───── Exercise inputs

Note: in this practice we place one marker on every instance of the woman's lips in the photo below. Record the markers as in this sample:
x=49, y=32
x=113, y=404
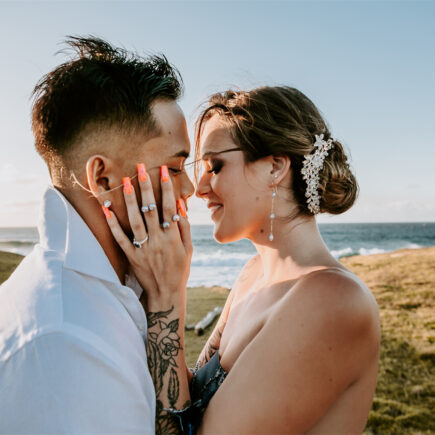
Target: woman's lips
x=214, y=207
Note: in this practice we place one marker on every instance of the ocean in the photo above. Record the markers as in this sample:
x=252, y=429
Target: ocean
x=216, y=264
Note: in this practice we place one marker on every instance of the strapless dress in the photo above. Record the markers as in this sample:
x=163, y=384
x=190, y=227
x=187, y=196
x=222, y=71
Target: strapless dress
x=205, y=382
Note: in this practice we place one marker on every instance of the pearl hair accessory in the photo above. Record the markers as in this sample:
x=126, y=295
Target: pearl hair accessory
x=311, y=167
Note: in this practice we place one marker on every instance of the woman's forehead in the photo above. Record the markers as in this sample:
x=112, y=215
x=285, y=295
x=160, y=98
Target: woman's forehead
x=216, y=137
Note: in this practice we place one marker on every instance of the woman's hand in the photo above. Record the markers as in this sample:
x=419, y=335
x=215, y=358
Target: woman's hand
x=161, y=258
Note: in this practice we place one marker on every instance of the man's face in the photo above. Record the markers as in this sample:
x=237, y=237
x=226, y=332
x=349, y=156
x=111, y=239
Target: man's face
x=171, y=148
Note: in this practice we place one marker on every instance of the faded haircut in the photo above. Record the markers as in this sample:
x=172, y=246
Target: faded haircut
x=101, y=85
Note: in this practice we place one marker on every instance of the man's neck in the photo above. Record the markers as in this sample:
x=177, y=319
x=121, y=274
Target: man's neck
x=90, y=211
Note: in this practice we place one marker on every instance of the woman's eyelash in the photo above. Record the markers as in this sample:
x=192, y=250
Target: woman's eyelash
x=216, y=167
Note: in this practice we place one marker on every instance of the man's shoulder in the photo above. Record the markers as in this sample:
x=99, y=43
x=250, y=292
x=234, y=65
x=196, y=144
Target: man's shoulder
x=31, y=299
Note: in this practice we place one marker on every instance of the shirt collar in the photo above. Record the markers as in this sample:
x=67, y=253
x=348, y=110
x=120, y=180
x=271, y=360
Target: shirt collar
x=63, y=230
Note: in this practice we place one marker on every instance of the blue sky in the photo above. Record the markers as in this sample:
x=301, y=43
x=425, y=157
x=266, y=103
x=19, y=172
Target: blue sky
x=368, y=66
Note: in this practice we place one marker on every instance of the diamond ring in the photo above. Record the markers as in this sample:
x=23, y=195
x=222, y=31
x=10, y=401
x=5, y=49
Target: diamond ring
x=139, y=244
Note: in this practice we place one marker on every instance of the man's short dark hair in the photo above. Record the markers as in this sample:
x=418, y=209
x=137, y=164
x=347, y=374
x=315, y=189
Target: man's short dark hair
x=101, y=84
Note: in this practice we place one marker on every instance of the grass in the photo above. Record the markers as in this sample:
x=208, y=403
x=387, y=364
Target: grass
x=403, y=283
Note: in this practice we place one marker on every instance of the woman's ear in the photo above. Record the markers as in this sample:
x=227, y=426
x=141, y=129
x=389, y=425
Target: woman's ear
x=98, y=175
x=280, y=168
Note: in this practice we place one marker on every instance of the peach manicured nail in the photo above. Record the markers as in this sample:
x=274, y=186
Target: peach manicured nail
x=164, y=174
x=181, y=207
x=142, y=173
x=106, y=212
x=128, y=188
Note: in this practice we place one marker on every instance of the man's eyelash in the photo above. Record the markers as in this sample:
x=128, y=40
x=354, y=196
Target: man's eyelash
x=176, y=171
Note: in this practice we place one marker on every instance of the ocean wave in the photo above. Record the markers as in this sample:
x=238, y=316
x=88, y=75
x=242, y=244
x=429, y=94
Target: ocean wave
x=18, y=242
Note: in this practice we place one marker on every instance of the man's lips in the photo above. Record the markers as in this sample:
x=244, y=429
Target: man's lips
x=213, y=206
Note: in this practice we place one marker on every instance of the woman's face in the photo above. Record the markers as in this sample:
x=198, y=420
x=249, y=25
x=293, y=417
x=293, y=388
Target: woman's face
x=238, y=195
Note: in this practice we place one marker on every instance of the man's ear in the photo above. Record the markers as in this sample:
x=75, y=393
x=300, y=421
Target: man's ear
x=99, y=174
x=280, y=168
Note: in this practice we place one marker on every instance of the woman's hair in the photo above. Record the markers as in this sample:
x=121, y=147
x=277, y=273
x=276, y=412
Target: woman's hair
x=282, y=121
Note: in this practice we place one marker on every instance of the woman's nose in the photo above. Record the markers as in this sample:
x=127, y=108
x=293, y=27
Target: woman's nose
x=203, y=186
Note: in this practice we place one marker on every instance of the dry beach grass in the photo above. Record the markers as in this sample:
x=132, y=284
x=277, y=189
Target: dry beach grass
x=403, y=283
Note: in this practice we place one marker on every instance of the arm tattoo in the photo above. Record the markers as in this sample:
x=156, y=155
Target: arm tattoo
x=163, y=346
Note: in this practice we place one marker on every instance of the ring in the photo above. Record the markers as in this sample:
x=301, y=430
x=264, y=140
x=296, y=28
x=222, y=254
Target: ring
x=139, y=244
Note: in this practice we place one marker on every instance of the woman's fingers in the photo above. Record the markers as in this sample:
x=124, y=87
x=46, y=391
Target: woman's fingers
x=136, y=222
x=184, y=226
x=118, y=233
x=149, y=207
x=168, y=200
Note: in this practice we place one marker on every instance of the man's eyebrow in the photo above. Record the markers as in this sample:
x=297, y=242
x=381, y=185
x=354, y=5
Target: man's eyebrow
x=183, y=153
x=206, y=155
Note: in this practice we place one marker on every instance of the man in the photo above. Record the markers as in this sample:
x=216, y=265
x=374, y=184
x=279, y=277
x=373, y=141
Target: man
x=72, y=328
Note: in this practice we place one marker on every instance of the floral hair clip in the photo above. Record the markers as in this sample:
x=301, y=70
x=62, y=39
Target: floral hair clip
x=311, y=167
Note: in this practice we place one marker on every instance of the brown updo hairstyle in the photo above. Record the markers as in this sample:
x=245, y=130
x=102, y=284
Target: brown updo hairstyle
x=282, y=121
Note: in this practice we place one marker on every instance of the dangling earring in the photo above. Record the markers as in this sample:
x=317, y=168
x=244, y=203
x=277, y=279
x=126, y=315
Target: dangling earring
x=272, y=213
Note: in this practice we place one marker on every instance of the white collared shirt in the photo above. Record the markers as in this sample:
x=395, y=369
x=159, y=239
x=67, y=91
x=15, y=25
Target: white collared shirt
x=72, y=353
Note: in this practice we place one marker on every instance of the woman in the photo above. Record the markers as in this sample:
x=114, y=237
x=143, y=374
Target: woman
x=296, y=348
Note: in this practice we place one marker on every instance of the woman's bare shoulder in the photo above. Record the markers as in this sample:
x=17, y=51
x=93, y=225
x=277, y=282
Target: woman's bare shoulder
x=249, y=273
x=336, y=303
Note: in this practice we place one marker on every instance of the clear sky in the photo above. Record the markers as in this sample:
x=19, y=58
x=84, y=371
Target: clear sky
x=368, y=66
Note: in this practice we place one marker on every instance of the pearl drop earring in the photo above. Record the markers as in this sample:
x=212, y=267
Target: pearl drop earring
x=272, y=213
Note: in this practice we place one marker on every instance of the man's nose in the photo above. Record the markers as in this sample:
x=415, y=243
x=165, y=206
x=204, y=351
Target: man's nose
x=187, y=188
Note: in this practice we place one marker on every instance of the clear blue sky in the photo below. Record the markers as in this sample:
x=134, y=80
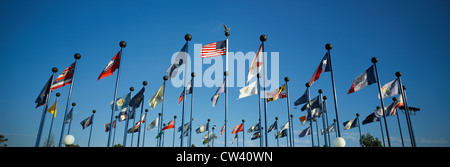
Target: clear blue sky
x=407, y=36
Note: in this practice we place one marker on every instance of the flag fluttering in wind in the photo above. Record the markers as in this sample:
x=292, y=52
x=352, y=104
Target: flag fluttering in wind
x=111, y=67
x=172, y=71
x=251, y=89
x=238, y=128
x=214, y=49
x=365, y=79
x=324, y=66
x=279, y=93
x=217, y=94
x=42, y=98
x=53, y=109
x=389, y=89
x=157, y=98
x=256, y=64
x=65, y=78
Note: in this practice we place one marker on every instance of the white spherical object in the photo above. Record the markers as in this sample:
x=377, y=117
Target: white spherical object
x=68, y=140
x=339, y=142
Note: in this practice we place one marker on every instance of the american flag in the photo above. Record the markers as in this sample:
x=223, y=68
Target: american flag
x=64, y=78
x=214, y=49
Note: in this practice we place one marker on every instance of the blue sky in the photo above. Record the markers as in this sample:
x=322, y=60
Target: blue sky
x=406, y=36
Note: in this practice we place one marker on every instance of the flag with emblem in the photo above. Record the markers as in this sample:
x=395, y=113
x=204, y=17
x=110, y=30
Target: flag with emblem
x=87, y=122
x=64, y=78
x=111, y=66
x=249, y=90
x=157, y=97
x=121, y=102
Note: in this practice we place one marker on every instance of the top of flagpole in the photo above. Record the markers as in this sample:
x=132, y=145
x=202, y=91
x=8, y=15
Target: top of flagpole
x=122, y=44
x=328, y=46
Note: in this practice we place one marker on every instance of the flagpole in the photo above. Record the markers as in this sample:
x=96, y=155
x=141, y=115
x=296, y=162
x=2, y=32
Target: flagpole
x=359, y=127
x=144, y=83
x=263, y=38
x=41, y=125
x=323, y=119
x=399, y=126
x=53, y=118
x=374, y=61
x=145, y=125
x=76, y=56
x=192, y=109
x=290, y=134
x=127, y=115
x=310, y=114
x=70, y=124
x=381, y=128
x=408, y=120
x=278, y=141
x=165, y=78
x=122, y=45
x=328, y=47
x=92, y=125
x=259, y=106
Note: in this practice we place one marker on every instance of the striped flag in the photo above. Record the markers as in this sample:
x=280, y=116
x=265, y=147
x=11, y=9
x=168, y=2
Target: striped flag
x=214, y=49
x=65, y=78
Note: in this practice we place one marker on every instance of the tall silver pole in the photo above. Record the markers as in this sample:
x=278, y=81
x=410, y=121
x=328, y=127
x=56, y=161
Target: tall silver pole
x=374, y=61
x=122, y=45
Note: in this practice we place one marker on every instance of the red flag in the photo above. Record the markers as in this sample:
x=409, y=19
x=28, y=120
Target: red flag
x=65, y=78
x=237, y=129
x=111, y=67
x=170, y=126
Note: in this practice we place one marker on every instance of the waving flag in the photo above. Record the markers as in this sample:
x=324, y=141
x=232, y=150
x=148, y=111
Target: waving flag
x=365, y=79
x=256, y=64
x=214, y=49
x=111, y=67
x=65, y=78
x=324, y=66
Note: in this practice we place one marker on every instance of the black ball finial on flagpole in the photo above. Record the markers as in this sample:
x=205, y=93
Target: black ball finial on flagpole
x=77, y=56
x=188, y=37
x=374, y=60
x=263, y=38
x=122, y=44
x=328, y=46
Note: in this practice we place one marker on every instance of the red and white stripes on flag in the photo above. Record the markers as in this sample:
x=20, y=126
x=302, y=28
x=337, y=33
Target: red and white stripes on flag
x=65, y=78
x=214, y=49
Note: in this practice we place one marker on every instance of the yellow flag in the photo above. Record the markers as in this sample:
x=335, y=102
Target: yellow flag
x=53, y=109
x=157, y=98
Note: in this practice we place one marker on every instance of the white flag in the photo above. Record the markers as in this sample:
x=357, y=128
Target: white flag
x=249, y=90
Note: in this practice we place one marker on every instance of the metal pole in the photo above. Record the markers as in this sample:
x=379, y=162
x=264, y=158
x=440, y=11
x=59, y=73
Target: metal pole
x=53, y=118
x=92, y=125
x=328, y=46
x=374, y=61
x=77, y=56
x=290, y=134
x=41, y=125
x=323, y=118
x=122, y=45
x=408, y=120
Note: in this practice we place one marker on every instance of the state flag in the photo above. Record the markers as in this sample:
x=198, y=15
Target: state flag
x=214, y=49
x=64, y=78
x=365, y=79
x=111, y=66
x=324, y=66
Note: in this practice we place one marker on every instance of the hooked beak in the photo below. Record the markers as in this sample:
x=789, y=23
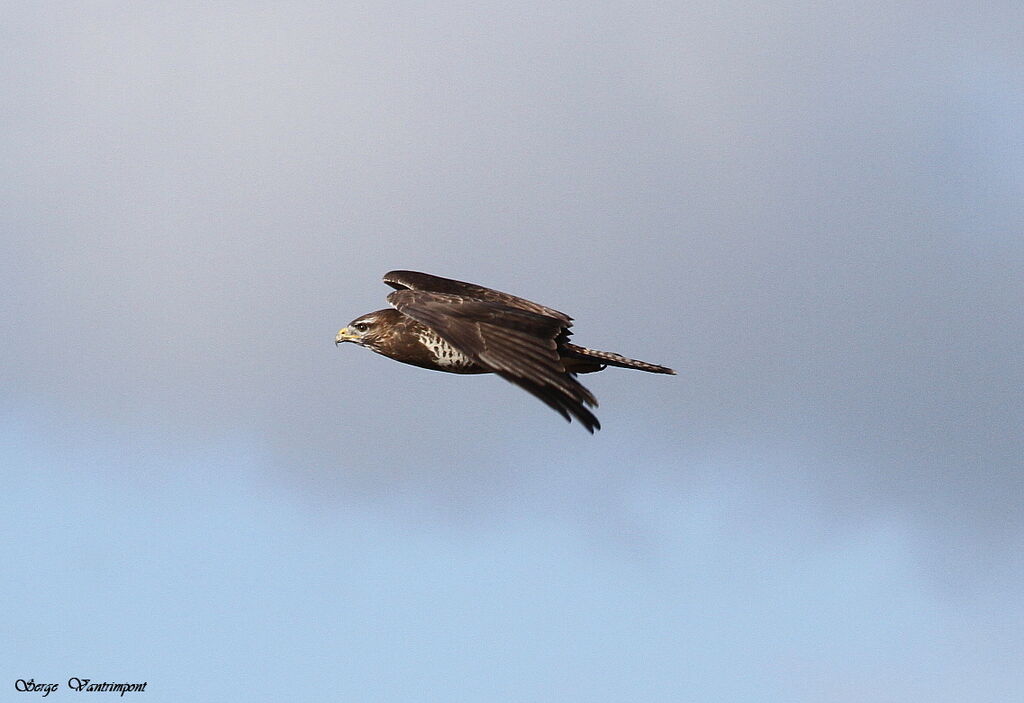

──────────

Start at the line containing "of the american" and stop after the line containing "x=406, y=36". Give those lines again with "Target" renamed to "Label" and everything else unchanged.

*Result for this exercise*
Note: in this practice we place one marker on every instance of the american flag in the photo above. Record the markers as in this sample:
x=223, y=68
Label: american flag
x=64, y=78
x=214, y=49
Note: in this practice we place one marker on every instance of the blue sky in the photo above. Record the markers as in this sample:
x=322, y=60
Label: blue sky
x=406, y=36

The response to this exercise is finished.